La crisi trova la sua causa principale nella pandemia di COVID-19 che ha creato una situazione in cui, come ben sappiamo, ha bloccato globalmente non solo produzione e vendite, ma anche tutte le persone nelle loro abitazioni, che hanno cercato in ogni modo di tenersi in contatto con amici e parenti aggiornando i propri dispositivi. Prendiamo come esempio le vendite di computer negli ultimi tre mesi del 2020 che sono cresciute del 26,1% rispetto l’anno precedente.

Tuttavia la pandemia non è stata l’unica causa: lo svilupparsi delle tensioni commerciali tra Cina e Stati Uniti, la guerra in Ucraina, il mining di criptovalute e la siccità di Taiwan, uno dei Paesi leader nella produzione di semiconduttori, che ha privato la produzione dell’acqua ultrapura necessaria alla pulizia delle fabbriche e dei “wafer”(sottile fetta di materiale semiconduttore) hanno reso molto più complesso accontentare le richieste degli utenti.

Dati di espressioni referenziali

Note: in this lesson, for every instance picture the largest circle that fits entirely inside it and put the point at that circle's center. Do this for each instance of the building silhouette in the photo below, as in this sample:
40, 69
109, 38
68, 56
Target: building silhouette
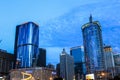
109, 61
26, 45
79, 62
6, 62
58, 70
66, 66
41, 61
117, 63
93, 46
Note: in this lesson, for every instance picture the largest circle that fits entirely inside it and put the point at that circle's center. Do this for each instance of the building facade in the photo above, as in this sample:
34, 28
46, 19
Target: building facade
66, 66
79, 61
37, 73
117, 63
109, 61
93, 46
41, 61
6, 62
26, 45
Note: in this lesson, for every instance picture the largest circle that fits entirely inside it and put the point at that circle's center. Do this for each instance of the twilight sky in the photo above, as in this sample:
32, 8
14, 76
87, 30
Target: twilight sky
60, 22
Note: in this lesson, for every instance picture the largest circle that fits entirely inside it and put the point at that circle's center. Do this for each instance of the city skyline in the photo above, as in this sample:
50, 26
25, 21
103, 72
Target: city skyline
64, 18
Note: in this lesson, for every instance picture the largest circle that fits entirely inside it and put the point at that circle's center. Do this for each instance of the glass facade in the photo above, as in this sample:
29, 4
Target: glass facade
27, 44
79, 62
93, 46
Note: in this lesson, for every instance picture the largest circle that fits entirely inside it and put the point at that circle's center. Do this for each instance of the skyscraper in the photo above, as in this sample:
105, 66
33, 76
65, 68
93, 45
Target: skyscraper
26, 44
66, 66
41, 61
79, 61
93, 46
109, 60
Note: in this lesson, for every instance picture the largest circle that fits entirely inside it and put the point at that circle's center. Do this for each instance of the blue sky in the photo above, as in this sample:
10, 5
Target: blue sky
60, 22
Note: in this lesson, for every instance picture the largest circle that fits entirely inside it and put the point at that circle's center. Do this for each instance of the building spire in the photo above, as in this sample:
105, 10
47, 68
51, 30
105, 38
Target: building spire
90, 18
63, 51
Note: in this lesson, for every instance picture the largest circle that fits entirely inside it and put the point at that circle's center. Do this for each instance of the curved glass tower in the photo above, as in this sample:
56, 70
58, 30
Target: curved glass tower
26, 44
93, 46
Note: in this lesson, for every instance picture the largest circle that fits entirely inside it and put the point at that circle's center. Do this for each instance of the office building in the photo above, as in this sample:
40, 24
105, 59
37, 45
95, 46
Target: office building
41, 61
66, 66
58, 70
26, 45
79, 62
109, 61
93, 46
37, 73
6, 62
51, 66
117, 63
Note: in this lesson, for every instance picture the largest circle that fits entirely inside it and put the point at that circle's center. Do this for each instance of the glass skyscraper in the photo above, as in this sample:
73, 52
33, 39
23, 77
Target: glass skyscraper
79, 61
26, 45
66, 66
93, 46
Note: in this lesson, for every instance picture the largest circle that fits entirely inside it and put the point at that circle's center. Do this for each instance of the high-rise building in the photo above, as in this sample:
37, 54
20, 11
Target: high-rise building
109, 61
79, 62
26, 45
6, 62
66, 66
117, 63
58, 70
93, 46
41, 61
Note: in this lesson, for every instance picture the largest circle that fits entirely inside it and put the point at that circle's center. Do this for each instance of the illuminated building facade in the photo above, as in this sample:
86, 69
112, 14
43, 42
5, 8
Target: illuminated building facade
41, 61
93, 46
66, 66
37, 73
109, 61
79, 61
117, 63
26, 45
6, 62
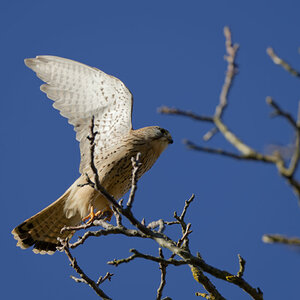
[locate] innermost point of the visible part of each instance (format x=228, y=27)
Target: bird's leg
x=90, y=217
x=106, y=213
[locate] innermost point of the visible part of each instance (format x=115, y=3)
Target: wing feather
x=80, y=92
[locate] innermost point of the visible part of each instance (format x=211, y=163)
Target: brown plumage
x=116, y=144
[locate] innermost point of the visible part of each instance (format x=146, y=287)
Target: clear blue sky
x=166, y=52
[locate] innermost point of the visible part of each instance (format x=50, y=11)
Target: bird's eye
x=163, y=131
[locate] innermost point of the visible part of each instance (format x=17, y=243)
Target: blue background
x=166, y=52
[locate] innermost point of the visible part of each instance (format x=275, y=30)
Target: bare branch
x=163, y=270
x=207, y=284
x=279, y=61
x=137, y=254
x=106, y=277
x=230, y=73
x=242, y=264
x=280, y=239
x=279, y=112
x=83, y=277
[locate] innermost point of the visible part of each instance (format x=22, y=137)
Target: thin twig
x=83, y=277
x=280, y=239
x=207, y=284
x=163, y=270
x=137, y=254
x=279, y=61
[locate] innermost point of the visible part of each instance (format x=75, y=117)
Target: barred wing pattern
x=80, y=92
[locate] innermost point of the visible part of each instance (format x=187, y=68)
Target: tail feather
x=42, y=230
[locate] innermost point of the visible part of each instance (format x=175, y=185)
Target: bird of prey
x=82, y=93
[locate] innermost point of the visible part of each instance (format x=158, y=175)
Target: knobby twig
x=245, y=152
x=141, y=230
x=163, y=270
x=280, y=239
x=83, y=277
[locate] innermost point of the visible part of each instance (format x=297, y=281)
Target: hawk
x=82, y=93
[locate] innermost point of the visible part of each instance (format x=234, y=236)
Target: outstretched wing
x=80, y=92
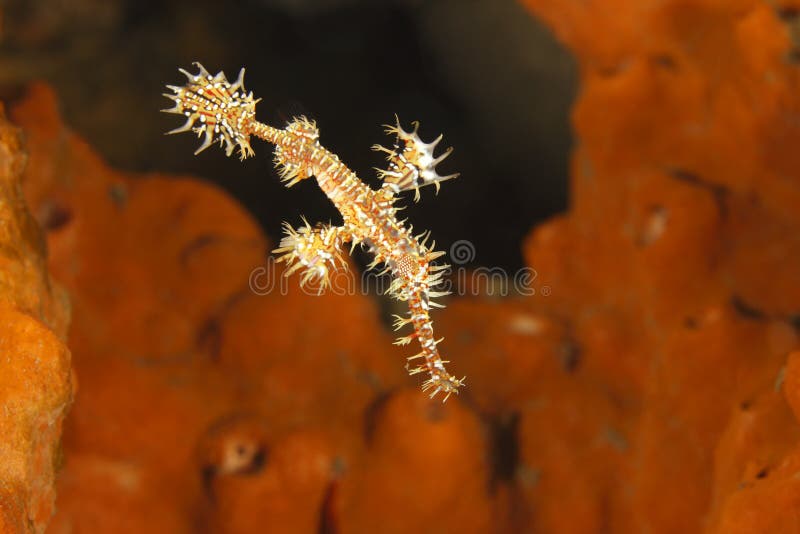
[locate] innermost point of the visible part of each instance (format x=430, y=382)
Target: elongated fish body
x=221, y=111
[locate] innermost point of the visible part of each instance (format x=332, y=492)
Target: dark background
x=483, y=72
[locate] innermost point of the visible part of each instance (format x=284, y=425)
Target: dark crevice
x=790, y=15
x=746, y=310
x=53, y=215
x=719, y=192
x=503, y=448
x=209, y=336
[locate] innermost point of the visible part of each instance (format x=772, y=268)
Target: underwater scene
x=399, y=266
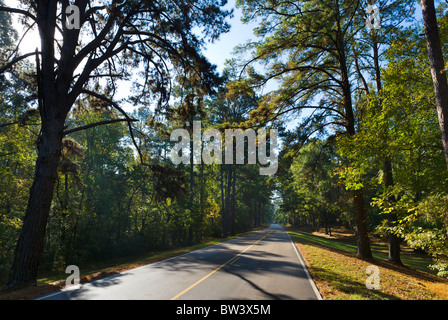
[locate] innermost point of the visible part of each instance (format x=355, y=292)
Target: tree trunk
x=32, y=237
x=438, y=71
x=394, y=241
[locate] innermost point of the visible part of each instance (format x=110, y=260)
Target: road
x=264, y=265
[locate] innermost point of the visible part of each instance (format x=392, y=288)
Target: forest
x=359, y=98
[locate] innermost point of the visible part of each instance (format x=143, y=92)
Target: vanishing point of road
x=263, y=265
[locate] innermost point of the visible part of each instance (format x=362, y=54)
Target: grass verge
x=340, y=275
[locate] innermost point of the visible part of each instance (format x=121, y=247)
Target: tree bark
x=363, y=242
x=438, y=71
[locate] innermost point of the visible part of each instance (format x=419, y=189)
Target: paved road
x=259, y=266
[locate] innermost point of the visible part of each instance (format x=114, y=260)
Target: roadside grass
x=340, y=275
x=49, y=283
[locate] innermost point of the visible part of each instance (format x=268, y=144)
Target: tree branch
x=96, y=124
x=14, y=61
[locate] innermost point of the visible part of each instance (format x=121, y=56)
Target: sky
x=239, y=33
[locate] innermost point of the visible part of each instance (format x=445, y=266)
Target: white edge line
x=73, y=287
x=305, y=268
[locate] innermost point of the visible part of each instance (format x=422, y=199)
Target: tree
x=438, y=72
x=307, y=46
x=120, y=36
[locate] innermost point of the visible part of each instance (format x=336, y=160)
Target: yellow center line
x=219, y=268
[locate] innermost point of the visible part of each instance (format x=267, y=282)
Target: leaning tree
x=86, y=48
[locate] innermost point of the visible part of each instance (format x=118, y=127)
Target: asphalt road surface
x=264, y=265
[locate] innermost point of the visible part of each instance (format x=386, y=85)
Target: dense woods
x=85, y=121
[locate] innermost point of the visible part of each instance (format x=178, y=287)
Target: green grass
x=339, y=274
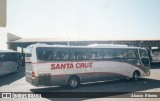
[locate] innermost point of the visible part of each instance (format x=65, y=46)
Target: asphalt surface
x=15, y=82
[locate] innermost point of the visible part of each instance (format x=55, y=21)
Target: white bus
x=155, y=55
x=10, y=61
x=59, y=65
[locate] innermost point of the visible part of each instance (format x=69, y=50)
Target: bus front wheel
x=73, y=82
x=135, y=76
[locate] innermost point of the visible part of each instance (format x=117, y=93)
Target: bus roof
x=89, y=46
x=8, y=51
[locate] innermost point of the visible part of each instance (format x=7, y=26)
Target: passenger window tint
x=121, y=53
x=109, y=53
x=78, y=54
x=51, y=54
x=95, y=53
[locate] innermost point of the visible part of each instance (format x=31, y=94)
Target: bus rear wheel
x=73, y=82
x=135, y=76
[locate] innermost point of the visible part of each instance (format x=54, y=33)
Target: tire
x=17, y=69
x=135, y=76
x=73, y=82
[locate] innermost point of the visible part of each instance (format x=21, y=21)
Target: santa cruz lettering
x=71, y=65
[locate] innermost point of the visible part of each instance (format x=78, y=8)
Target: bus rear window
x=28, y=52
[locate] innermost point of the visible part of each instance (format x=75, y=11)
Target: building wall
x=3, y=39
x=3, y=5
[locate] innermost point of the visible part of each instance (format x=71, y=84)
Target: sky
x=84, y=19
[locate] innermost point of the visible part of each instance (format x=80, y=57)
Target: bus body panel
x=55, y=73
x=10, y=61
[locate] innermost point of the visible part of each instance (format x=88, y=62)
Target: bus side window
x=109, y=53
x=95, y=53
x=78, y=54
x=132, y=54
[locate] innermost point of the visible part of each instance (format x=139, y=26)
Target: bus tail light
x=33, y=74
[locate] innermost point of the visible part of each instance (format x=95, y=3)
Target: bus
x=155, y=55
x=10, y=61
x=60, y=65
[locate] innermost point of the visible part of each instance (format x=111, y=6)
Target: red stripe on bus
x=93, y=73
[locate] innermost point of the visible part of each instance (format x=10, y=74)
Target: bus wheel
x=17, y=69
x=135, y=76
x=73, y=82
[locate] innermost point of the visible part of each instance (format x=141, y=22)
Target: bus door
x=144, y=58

**ATTIVITÀ DA SVOLGERE**
A. Nel testo sulla crisi dei semiconduttori, riporta il passaggio da "La crisi trova" a "rispetto l’anno precedente.", sostituendo "computer" con "smartphone".
B. Prosegui il testo sulla crisi dei semiconduttori a partire dalla sua ultima frase.
Le righe non hanno alcun legame con il brano.

**PROBLEMI RISOLTI**
A.
La crisi trova la sua causa principale nella pandemia di COVID-19 che ha creato una situazione in cui, come ben sappiamo, ha bloccato globalmente non solo produzione e vendite, ma anche tutte le persone nelle loro abitazioni, che hanno cercato in ogni modo di tenersi in contatto con amici e parenti aggiornando i propri dispositivi. Prendiamo come esempio le vendite di smartphone negli ultimi tre mesi del 2020 che sono cresciute del 26,1% rispetto l’anno precedente.

B.
I problemi dovuti a questa mancanza continuano a ripercuotersi tutt’ora, tanto che a luglio 2023 il Parlamento europeo ha approvato, l’European Chips Act che dovrebbe sostenere l’aumento della produzione di semiconduttori nel territorio europeo. Questa legge è inoltre supportata da un secondo progetto di legge chiamato impresa comune Chips, utile a rafforzare l’economia e la produzione industriale europea dei semiconduttori, in modo da promuovere un ruolo dell’UE in prima fila in questo campo.

Se non vi bastassero le possibili considerazioni a livello economico, i mancati conferimenti volontari o involontari dei materiali agli impianti di smaltimento, e i possibili interessi legati a un monopolio del mercato da parte delle grandi super potenze, uno dei casi di privazione dei diritti umani e sfruttamento più gravi al mondo per continuità e efferatezza riguarda proprio i semiconduttori e la loro produzione. Avviene tuttavia lontano dai nostri occhi e dai canali canonici d’informazione, sebbene perduri ormai da più di vent’anni.

Ci troviamo nella Repubblica Democratica del Congo e in Ruanda dove viene estratto il columbite-tantalite, abbreviato in “coltan”, questo minerale una volta estratto fornisce due minerali molto preziosi: il tantalio, usato sottoforma di polvere metallica per la produzione di semiconduttori, e il niobio, usato nell’industria metallurgica. Il tantalio in particolare è molto redditizio, avendo un valore di mercato di 510 dollari al chilogrammo.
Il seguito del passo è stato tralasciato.